-- begin Task inputs --

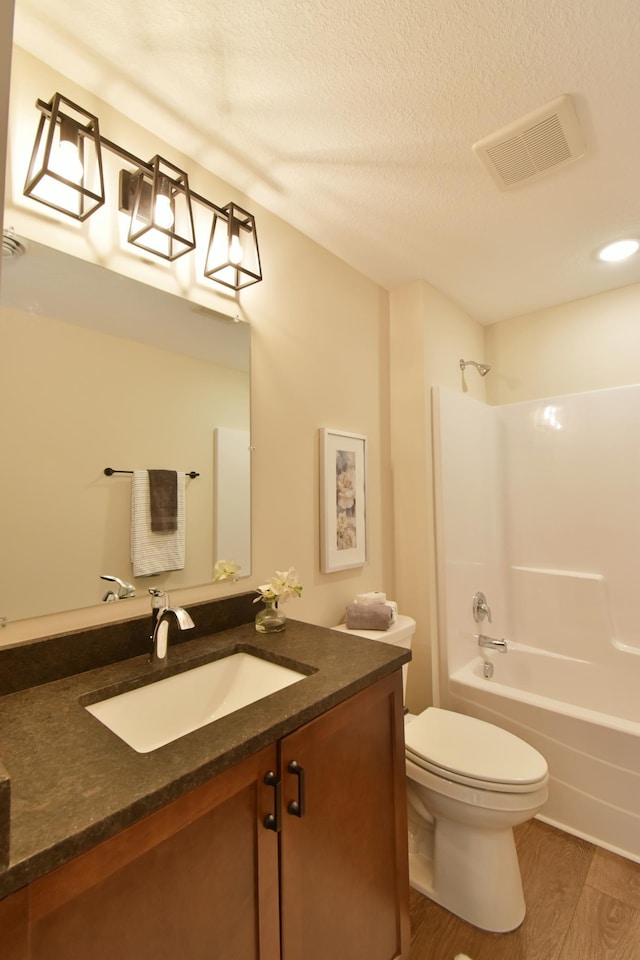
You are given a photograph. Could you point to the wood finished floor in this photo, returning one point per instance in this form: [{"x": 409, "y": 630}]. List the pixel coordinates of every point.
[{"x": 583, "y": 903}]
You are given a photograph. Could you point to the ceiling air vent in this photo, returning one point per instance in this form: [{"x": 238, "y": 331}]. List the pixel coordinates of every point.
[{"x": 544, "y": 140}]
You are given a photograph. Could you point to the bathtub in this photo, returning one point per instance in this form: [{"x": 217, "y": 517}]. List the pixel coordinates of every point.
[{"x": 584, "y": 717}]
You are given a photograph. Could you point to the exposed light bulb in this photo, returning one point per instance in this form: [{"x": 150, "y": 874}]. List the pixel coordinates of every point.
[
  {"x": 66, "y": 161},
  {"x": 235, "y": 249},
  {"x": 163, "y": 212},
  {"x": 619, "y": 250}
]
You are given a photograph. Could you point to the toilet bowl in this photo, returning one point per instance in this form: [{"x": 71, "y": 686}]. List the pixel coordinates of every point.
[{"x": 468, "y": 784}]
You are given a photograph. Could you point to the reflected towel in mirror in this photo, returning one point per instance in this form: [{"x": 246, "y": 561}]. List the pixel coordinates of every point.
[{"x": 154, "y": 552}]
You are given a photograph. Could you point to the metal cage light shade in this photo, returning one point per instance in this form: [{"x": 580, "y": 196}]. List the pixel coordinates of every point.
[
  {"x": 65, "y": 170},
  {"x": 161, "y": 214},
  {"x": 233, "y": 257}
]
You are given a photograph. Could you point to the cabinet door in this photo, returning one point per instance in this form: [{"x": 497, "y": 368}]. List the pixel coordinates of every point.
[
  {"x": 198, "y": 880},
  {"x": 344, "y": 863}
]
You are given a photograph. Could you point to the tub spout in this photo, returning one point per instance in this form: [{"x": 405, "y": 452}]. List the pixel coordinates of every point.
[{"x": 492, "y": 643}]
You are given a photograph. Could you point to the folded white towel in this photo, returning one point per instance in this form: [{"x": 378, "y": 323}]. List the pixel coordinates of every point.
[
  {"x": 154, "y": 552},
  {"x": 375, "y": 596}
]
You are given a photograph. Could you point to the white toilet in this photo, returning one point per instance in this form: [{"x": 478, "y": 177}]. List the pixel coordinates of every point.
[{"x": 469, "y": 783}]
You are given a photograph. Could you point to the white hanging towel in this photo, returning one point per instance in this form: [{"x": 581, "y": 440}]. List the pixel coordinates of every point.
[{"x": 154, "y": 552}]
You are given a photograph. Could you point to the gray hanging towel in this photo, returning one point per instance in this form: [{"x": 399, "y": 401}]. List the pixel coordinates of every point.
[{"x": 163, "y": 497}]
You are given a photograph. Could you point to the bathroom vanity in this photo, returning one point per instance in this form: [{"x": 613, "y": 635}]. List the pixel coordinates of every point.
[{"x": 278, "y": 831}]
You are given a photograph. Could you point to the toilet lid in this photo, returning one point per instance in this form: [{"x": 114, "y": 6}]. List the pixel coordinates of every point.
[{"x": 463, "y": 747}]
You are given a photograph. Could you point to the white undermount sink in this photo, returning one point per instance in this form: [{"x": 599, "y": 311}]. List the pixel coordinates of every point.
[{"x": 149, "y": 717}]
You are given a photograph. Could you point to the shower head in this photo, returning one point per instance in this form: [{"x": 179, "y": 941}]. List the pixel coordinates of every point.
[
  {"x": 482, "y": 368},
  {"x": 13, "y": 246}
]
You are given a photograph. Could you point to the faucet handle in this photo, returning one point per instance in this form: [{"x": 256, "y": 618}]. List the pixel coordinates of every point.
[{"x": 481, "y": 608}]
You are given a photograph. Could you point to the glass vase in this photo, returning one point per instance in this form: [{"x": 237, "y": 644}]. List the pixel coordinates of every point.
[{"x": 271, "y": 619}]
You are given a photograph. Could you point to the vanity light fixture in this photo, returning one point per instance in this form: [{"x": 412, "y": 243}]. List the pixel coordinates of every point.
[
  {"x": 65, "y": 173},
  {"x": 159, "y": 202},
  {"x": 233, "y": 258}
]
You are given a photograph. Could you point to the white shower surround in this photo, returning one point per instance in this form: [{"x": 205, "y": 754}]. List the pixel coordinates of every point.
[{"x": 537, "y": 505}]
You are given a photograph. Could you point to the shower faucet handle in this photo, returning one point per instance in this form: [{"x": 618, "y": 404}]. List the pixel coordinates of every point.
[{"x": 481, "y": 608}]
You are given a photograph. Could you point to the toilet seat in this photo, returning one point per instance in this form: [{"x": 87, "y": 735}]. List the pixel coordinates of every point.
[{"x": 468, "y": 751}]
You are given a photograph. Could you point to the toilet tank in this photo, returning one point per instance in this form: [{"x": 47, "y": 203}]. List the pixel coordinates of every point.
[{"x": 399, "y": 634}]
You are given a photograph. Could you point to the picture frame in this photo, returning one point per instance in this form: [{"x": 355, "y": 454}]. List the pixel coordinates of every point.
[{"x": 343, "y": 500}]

-- end Task inputs --

### Goal
For this exercise, please retype exactly the lines in the listing from the line with "the toilet tank" through its last line, both ends included.

### Written response
You are given a photograph. Could you point to the toilet tank in this photo, returning one point per instance in this form: [{"x": 47, "y": 203}]. List the pixel coordinates of every point.
[{"x": 399, "y": 634}]
You are given a photograph. Could you point to the picture frame in this photo, returning one point per instance in this form: [{"x": 355, "y": 454}]. List the pixel coordinates of every point.
[{"x": 343, "y": 500}]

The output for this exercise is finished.